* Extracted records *
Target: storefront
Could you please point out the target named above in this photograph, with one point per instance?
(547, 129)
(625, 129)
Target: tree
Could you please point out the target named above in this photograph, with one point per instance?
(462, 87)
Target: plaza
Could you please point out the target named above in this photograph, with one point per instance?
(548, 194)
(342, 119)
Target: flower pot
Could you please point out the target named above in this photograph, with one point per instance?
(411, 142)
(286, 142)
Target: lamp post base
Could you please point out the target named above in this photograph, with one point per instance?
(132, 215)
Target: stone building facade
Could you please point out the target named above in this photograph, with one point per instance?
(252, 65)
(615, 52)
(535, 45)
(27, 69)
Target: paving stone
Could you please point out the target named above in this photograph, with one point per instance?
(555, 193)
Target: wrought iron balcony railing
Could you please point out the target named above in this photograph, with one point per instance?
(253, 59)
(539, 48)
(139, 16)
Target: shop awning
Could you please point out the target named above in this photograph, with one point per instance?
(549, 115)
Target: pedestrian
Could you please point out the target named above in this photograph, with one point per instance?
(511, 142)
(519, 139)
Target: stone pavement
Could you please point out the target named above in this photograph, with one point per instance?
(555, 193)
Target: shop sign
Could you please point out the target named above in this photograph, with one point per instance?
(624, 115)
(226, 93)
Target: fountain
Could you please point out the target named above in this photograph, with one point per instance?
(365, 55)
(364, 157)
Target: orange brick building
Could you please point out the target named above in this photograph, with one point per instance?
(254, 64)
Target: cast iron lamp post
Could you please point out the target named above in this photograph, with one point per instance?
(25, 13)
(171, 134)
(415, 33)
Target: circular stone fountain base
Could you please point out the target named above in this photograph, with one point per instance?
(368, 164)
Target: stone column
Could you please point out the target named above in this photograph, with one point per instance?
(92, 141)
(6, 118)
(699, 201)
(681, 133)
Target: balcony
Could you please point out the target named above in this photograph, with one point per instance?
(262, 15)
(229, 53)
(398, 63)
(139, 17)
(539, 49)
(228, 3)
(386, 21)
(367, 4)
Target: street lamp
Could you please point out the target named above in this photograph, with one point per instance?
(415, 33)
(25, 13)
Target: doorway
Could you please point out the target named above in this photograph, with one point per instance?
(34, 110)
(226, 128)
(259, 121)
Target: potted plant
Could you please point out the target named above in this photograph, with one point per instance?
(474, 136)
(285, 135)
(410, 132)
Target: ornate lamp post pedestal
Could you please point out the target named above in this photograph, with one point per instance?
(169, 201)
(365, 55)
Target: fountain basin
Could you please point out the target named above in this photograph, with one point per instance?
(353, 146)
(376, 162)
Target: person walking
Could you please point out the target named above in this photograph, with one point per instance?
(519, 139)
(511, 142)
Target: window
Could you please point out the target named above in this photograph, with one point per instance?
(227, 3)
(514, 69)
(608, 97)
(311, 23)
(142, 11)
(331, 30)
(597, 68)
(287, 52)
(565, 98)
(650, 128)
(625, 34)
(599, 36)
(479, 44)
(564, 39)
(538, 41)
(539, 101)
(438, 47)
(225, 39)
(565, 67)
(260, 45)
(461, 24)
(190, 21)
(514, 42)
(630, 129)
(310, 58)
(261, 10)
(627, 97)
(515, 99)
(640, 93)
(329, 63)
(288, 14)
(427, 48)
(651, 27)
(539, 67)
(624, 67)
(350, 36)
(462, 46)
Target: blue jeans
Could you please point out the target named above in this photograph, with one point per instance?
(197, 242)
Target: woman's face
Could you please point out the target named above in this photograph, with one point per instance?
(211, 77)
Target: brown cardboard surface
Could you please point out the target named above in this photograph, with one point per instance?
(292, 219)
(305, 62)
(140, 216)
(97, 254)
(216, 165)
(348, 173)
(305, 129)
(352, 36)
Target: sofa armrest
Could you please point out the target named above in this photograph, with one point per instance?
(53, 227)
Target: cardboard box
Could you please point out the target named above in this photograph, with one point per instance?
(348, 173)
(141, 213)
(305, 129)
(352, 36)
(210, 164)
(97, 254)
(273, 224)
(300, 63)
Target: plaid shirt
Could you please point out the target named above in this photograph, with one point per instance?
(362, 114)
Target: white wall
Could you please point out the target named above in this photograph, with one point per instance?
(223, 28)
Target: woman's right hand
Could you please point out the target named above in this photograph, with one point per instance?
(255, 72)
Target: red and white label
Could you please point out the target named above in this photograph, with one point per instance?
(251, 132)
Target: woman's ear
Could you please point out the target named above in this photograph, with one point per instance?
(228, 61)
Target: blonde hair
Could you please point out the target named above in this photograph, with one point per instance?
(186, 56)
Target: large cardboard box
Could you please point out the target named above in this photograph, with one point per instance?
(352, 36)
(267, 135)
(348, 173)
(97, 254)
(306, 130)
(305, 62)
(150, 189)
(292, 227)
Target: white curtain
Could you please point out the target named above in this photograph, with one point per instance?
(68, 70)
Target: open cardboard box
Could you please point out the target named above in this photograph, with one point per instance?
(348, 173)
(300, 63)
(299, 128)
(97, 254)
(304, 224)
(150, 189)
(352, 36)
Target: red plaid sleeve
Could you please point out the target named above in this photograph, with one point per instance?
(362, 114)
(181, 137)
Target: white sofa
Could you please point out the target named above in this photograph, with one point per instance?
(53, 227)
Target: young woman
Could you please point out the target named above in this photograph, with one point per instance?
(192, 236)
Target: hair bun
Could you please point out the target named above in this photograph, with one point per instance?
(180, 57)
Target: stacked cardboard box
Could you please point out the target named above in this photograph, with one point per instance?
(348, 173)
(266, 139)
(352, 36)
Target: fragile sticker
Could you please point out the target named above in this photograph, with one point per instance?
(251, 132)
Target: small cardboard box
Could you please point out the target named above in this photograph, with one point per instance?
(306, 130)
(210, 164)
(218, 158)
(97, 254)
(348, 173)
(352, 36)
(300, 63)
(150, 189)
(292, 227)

* GOAL OF THE EXERCISE *
Print from the line containing "Target: young woman" to the last line above, exactly as written.

* ANSWER TO THE EXERCISE *
Target: young woman
Could you please point out the target named above in this photograph, with one point per instance?
(192, 236)
Target: hair bun
Could you please point out the target named above in this photograph, with one point per instance?
(180, 57)
Target: stacked cardboard box
Could you please point out the target named above in this photograph, with one point per instance?
(348, 173)
(266, 139)
(352, 36)
Target: fragile sticker
Could you please point out the target named above in this photograph, with one point per instance?
(251, 132)
Target: small cardboard box
Could you please point out the target named above in this photograph, with one point per instance?
(306, 130)
(210, 164)
(218, 158)
(97, 254)
(348, 173)
(352, 36)
(300, 63)
(150, 189)
(292, 227)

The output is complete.